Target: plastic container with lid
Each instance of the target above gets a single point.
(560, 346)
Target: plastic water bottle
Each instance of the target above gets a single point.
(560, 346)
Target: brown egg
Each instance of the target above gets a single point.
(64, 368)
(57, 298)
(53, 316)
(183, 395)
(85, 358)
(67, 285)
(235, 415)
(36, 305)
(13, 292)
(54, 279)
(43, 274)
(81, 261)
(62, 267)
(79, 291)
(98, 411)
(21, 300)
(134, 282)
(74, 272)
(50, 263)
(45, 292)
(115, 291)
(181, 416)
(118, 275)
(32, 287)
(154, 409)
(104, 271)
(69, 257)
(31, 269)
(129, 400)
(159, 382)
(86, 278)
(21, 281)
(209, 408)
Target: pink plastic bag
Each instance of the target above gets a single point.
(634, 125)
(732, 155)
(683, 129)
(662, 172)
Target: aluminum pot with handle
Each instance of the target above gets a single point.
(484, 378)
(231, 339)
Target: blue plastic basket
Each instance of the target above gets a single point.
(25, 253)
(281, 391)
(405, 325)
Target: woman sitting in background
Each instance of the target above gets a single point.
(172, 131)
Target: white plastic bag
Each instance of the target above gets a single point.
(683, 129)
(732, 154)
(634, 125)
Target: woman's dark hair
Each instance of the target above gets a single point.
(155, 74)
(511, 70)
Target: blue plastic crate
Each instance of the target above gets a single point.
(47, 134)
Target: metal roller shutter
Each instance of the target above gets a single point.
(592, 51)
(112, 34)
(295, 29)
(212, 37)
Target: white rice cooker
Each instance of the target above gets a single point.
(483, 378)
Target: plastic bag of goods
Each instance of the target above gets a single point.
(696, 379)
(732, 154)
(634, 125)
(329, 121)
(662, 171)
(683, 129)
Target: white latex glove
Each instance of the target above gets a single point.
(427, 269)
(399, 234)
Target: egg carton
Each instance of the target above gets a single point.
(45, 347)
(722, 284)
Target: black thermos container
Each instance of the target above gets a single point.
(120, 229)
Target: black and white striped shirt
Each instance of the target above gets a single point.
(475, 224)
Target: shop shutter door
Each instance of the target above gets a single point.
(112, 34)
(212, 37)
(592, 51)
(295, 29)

+-------+

## PROBLEM TO WORK ON
Retype all the data verbatim.

## WRITTEN RESPONSE
Target: plastic container with lid
Each instance of the target above gets a single point.
(560, 346)
Target: plastic water bottle
Each instance of the target above gets a single point.
(560, 346)
Target: brown egg
Each instance of the target above gets a single point.
(64, 368)
(57, 298)
(53, 316)
(183, 395)
(85, 358)
(67, 285)
(235, 415)
(36, 305)
(13, 292)
(54, 279)
(43, 274)
(81, 261)
(62, 267)
(79, 291)
(98, 411)
(21, 300)
(134, 282)
(74, 272)
(50, 263)
(45, 292)
(115, 291)
(181, 416)
(118, 275)
(32, 287)
(154, 409)
(104, 271)
(69, 257)
(31, 269)
(129, 400)
(159, 382)
(86, 278)
(21, 281)
(209, 408)
Target: pink plastic bag
Each instance of the target above gets a single point.
(634, 125)
(732, 155)
(683, 129)
(662, 172)
Target: aluminum pot with handle
Each instance of the target above gets a single point.
(484, 378)
(231, 339)
Target: blue plastic basket
Each instance of the target above gets a single point.
(25, 253)
(281, 391)
(405, 325)
Target: woman sitting in background
Each instance of the target above gets a single point.
(172, 131)
Target: white plastic bag
Each instance of the target above gets a single point.
(683, 129)
(732, 154)
(634, 125)
Target: woman's dark hair
Each instance of the target above gets a single point.
(155, 74)
(511, 70)
Target: blue plastic crate
Each instance of the target above gets a single point.
(47, 134)
Target: metal roller shutter
Each instance of the target above gets a single point.
(592, 51)
(112, 34)
(295, 29)
(212, 37)
Target: white rice cooker
Each instance of the target above gets a single point.
(483, 378)
Target: plastic bag of goods
Each instance of the target above gets a single point.
(696, 379)
(732, 154)
(634, 125)
(329, 121)
(662, 171)
(683, 129)
Target: white latex glove
Each instance of the target above gets a single point.
(427, 269)
(399, 234)
Target: egg carton
Each instance of the target above gets a single point.
(45, 347)
(722, 284)
Target: black thermos container
Each instance of the target above gets a single point.
(120, 229)
Target: black and white striped shirt
Each instance of the target above gets a single point.
(475, 224)
Target: shop shutter door
Each instance of the target above gets a single point.
(112, 34)
(212, 37)
(592, 51)
(295, 29)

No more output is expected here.